Once you find a line containing the word "hair" in the entries below, copy it.

• [TASK MATERIAL]:
★ ★ ★ ★

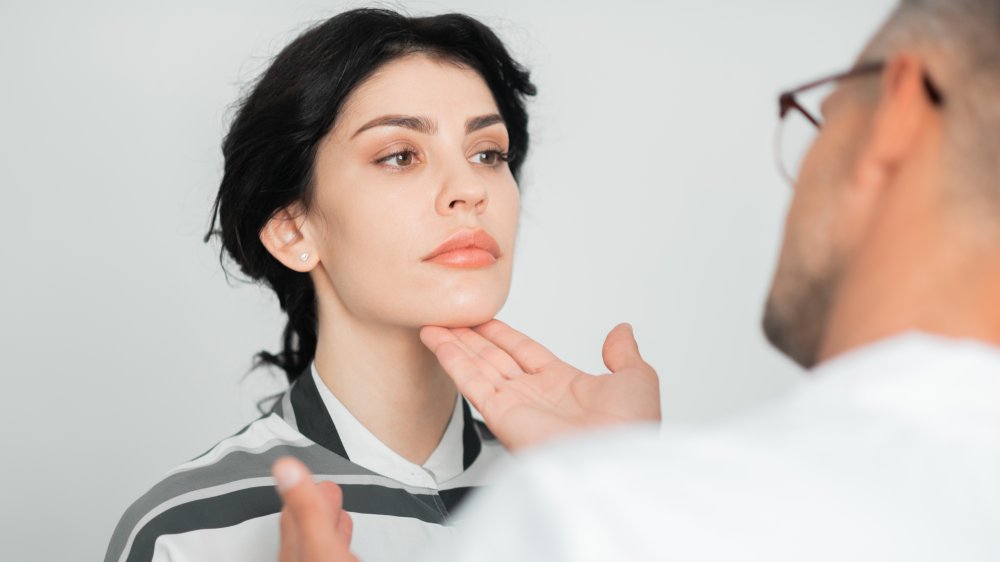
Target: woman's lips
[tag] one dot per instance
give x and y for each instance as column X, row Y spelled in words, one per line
column 466, row 248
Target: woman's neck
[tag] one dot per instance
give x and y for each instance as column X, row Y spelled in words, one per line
column 388, row 380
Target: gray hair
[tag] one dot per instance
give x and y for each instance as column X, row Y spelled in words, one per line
column 960, row 43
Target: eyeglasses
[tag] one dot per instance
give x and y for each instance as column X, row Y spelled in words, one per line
column 801, row 118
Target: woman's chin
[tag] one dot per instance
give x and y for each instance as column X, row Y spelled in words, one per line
column 465, row 313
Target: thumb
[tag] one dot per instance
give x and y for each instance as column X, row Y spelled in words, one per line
column 621, row 350
column 314, row 510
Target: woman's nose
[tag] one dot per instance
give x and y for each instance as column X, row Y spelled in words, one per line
column 463, row 193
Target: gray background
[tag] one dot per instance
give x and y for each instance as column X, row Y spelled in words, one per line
column 125, row 349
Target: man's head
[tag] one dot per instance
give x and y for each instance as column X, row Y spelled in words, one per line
column 893, row 175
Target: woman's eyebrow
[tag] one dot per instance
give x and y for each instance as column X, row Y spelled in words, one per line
column 473, row 124
column 425, row 125
column 419, row 124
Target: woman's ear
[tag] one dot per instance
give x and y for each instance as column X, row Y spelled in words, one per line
column 284, row 238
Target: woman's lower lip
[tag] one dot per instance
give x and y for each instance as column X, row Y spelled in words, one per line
column 465, row 257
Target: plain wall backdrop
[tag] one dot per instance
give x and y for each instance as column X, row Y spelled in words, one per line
column 125, row 348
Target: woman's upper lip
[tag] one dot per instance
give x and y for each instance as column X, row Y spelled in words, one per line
column 463, row 239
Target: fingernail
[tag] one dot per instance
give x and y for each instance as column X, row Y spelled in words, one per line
column 287, row 474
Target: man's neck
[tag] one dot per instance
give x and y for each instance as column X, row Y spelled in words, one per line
column 932, row 278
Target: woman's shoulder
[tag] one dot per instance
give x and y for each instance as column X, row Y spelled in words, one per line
column 227, row 485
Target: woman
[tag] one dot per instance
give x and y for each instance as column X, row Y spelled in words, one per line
column 370, row 181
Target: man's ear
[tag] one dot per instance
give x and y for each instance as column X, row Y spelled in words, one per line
column 284, row 238
column 903, row 110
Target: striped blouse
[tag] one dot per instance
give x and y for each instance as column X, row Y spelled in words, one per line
column 223, row 504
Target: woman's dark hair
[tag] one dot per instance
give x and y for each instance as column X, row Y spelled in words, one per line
column 271, row 145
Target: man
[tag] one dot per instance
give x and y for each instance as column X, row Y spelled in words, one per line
column 887, row 289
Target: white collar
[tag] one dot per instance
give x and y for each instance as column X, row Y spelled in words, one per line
column 364, row 449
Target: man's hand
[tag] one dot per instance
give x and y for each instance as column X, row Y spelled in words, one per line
column 527, row 395
column 314, row 525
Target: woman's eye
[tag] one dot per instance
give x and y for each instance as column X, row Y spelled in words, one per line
column 401, row 159
column 489, row 158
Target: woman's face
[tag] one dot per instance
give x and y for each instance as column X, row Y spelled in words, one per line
column 415, row 210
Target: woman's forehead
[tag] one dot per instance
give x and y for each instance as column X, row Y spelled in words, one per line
column 419, row 85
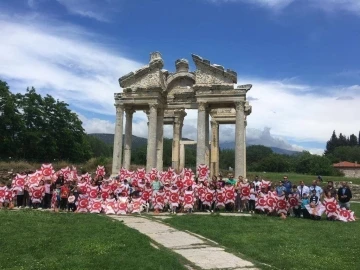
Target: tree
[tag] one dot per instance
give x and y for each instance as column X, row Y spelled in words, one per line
column 39, row 129
column 353, row 140
column 256, row 153
column 11, row 124
column 332, row 143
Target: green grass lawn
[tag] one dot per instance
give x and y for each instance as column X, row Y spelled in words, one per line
column 283, row 244
column 295, row 178
column 44, row 240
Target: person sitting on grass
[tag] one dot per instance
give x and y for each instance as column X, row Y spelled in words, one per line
column 314, row 198
column 280, row 189
column 305, row 201
column 252, row 198
column 344, row 195
column 71, row 202
column 56, row 197
column 64, row 194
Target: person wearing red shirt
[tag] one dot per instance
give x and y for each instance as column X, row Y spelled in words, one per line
column 64, row 194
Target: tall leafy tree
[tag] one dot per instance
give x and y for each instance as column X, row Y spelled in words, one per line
column 332, row 143
column 11, row 124
column 353, row 141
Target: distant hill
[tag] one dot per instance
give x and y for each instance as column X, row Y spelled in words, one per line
column 231, row 145
column 138, row 141
column 109, row 139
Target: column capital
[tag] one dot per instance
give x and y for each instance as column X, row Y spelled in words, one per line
column 119, row 108
column 129, row 110
column 240, row 105
column 214, row 123
column 202, row 106
column 153, row 106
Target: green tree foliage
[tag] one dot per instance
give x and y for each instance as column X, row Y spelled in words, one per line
column 342, row 148
column 37, row 128
column 11, row 124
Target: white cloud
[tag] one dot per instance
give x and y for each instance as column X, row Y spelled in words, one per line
column 352, row 6
column 63, row 60
column 96, row 125
column 273, row 4
column 93, row 9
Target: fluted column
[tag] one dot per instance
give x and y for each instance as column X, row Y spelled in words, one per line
column 201, row 137
column 245, row 124
column 151, row 153
column 128, row 137
column 207, row 138
column 176, row 145
column 182, row 156
column 160, row 140
column 239, row 140
column 214, row 168
column 117, row 152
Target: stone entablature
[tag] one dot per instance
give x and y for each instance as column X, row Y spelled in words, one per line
column 164, row 97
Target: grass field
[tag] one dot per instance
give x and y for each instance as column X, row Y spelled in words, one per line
column 44, row 240
column 283, row 244
column 295, row 178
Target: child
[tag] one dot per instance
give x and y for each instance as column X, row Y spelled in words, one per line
column 71, row 202
column 64, row 194
column 252, row 198
column 56, row 196
column 305, row 201
column 314, row 199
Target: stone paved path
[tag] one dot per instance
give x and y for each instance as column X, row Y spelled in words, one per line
column 202, row 252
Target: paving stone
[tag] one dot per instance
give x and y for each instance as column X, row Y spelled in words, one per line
column 192, row 247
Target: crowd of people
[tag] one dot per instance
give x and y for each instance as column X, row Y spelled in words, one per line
column 137, row 191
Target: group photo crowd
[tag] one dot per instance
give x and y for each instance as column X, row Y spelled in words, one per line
column 166, row 191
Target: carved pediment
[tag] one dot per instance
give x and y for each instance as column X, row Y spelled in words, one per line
column 148, row 77
column 212, row 74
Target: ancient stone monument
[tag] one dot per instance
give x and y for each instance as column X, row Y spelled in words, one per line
column 164, row 97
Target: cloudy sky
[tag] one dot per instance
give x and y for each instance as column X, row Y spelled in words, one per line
column 302, row 57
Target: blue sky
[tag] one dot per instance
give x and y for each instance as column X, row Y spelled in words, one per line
column 302, row 57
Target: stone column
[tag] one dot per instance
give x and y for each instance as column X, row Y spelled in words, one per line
column 128, row 137
column 182, row 156
column 117, row 152
column 245, row 124
column 207, row 138
column 214, row 168
column 151, row 153
column 176, row 145
column 201, row 137
column 160, row 140
column 239, row 140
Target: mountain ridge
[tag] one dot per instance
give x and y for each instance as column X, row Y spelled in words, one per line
column 108, row 138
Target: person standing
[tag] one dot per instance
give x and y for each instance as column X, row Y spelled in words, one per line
column 344, row 195
column 287, row 185
column 330, row 188
column 317, row 189
column 302, row 189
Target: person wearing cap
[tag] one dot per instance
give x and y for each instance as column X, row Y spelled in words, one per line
column 302, row 189
column 220, row 182
column 287, row 184
column 156, row 184
column 231, row 180
column 344, row 195
column 256, row 182
column 280, row 189
column 318, row 190
column 305, row 201
column 330, row 188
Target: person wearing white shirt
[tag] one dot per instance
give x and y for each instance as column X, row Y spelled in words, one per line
column 317, row 189
column 302, row 189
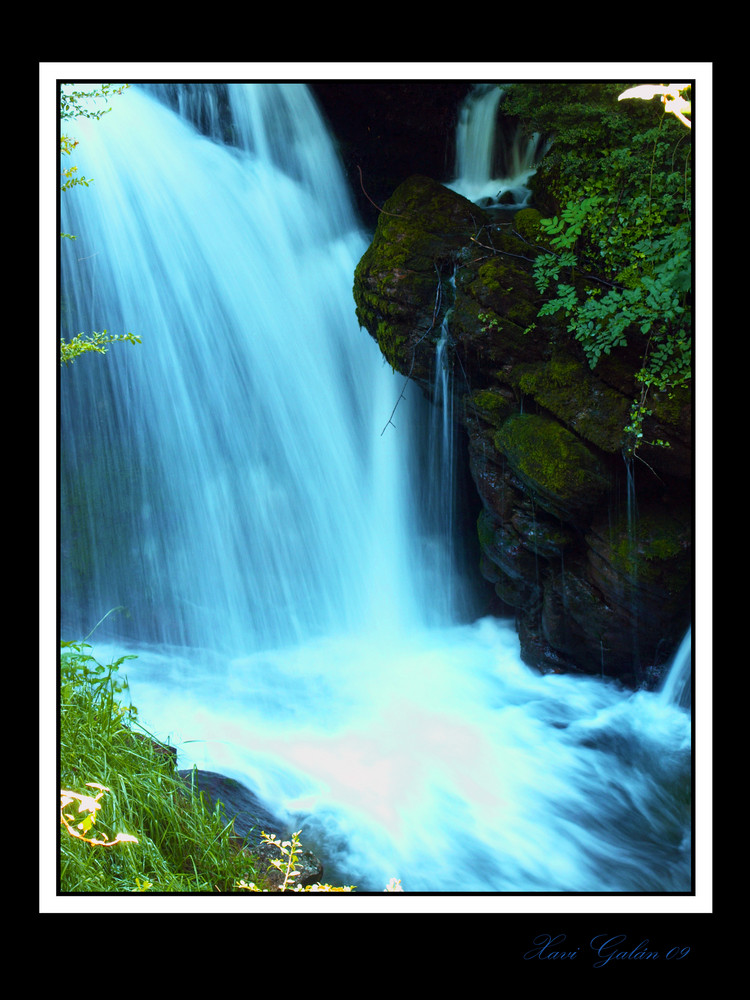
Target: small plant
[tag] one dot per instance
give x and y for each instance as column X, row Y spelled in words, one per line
column 90, row 806
column 84, row 343
column 286, row 865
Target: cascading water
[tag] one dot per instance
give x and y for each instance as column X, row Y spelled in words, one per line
column 489, row 171
column 228, row 486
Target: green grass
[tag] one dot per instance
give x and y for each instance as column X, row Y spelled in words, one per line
column 179, row 845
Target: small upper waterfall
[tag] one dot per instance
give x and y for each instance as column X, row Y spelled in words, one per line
column 285, row 570
column 492, row 168
column 677, row 686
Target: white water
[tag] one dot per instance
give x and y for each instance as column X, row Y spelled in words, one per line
column 484, row 172
column 228, row 483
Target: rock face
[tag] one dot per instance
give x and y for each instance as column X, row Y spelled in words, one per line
column 591, row 550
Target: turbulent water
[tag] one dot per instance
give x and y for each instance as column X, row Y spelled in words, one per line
column 281, row 546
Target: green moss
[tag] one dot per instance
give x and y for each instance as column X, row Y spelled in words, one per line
column 559, row 470
column 565, row 386
column 490, row 404
column 644, row 548
column 526, row 223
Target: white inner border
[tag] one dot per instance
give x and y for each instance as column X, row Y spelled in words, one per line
column 637, row 72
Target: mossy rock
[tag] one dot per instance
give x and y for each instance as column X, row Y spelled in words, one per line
column 561, row 473
column 566, row 387
column 526, row 223
column 423, row 230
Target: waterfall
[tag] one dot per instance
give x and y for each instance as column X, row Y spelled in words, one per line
column 281, row 564
column 492, row 169
column 677, row 686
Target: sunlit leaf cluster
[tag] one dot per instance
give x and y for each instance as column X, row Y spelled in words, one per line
column 616, row 252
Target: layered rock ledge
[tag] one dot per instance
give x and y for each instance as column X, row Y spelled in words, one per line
column 589, row 547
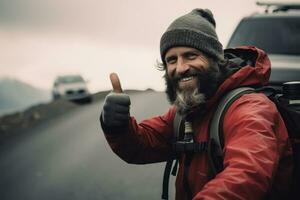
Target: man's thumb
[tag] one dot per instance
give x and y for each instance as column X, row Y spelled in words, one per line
column 115, row 82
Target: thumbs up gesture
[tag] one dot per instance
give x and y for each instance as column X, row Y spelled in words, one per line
column 116, row 106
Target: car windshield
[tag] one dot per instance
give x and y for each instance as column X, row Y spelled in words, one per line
column 70, row 79
column 273, row 35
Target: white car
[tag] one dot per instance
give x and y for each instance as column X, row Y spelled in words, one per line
column 71, row 87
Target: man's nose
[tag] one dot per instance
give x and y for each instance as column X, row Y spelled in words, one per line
column 182, row 66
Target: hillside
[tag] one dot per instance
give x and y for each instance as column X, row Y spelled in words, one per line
column 16, row 95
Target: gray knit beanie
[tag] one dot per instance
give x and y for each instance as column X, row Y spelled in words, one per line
column 195, row 29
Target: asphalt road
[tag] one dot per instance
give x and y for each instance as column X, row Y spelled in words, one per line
column 68, row 158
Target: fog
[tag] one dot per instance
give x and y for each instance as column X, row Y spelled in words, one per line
column 43, row 39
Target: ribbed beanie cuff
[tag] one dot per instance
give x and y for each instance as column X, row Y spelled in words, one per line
column 188, row 38
column 195, row 29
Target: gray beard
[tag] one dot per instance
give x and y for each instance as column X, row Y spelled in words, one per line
column 186, row 100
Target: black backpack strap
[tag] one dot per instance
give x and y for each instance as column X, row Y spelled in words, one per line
column 216, row 141
column 177, row 126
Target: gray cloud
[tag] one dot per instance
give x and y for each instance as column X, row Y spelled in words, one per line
column 133, row 21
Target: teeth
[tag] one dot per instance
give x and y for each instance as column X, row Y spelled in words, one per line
column 186, row 78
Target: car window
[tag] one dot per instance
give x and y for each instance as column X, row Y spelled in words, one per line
column 70, row 79
column 273, row 35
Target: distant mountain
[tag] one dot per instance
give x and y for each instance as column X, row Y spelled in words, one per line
column 16, row 95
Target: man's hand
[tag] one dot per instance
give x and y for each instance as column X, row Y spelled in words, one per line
column 116, row 106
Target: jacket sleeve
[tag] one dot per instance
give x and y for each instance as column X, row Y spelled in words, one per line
column 254, row 140
column 146, row 142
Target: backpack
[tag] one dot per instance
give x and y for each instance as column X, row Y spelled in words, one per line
column 287, row 101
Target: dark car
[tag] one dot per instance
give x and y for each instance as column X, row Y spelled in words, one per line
column 277, row 32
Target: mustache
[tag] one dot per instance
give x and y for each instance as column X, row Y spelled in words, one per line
column 192, row 72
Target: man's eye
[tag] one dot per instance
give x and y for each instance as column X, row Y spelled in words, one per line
column 191, row 56
column 170, row 60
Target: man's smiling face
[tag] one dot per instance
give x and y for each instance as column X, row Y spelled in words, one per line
column 183, row 65
column 191, row 77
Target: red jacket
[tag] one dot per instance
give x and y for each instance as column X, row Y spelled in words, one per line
column 257, row 152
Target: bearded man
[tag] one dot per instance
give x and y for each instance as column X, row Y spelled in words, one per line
column 198, row 73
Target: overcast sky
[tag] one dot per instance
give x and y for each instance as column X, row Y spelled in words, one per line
column 41, row 39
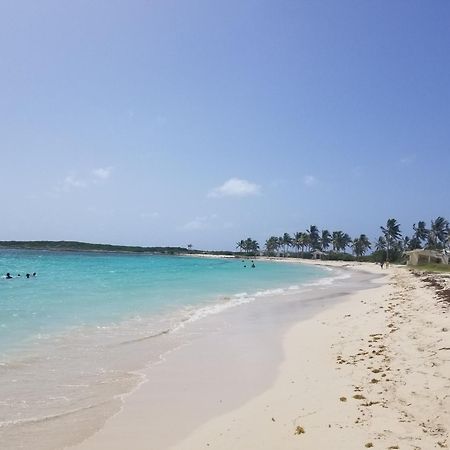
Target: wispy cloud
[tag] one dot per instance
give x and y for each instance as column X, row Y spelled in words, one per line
column 102, row 173
column 71, row 182
column 150, row 215
column 310, row 180
column 74, row 182
column 201, row 223
column 235, row 187
column 407, row 160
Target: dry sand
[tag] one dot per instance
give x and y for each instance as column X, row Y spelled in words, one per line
column 372, row 371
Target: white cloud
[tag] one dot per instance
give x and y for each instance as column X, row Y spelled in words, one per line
column 235, row 187
column 153, row 215
column 72, row 182
column 408, row 160
column 310, row 180
column 201, row 223
column 102, row 173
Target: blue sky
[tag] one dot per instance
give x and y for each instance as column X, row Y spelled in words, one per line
column 166, row 122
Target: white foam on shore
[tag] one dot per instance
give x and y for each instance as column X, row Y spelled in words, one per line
column 242, row 298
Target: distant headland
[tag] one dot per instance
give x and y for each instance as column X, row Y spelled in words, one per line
column 75, row 246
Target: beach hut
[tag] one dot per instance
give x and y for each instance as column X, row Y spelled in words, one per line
column 423, row 256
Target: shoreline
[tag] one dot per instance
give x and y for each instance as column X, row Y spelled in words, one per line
column 236, row 360
column 369, row 372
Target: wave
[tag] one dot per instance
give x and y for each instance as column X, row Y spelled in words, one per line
column 34, row 420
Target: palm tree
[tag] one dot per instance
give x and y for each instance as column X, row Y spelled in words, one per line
column 325, row 240
column 272, row 245
column 392, row 234
column 380, row 245
column 297, row 241
column 240, row 245
column 286, row 241
column 251, row 246
column 438, row 234
column 361, row 245
column 340, row 241
column 346, row 241
column 313, row 237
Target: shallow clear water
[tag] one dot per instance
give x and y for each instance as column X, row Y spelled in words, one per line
column 79, row 289
column 73, row 338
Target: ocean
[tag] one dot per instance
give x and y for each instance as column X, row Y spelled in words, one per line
column 73, row 337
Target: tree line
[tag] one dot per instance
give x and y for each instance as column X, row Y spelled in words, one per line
column 390, row 245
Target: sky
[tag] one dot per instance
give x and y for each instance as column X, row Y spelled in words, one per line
column 176, row 122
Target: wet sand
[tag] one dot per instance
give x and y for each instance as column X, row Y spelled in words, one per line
column 233, row 358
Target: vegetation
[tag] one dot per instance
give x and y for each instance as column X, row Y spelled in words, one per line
column 74, row 246
column 390, row 245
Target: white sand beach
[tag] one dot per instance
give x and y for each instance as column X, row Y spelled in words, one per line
column 370, row 370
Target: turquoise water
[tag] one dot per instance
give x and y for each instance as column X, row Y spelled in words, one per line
column 79, row 289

★ ★ ★ ★

• [RESPONSE FOR THIS EXERCISE]:
Target: gray hair
Target: woman's dark hair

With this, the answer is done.